### BRIEF
Go through the records and show each line where the word "pair" occurs.

### Collected data entries
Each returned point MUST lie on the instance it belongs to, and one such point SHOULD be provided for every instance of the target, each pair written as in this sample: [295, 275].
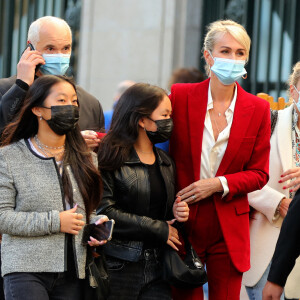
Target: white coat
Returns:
[264, 231]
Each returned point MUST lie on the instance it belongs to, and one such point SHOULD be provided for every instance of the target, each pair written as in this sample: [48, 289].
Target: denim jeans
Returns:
[42, 286]
[138, 280]
[255, 292]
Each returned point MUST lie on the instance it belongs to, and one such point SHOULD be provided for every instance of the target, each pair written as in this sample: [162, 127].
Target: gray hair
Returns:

### YOUR SOLUTION
Each returned point MUST lie on the instance it belongs to, and one such point SHOULD be provided for every instance of the target, each pair written as in this sample: [295, 275].
Each returned point MUST lie on the instance it belongs to, and one such point SHOULD be provided for every instance of the target, each pair written as in this sample: [48, 289].
Each returned point MUST lie on the instance it belongs to, and one such point SHOULD be provided for every instance of the target, each pair written as in this sample: [162, 127].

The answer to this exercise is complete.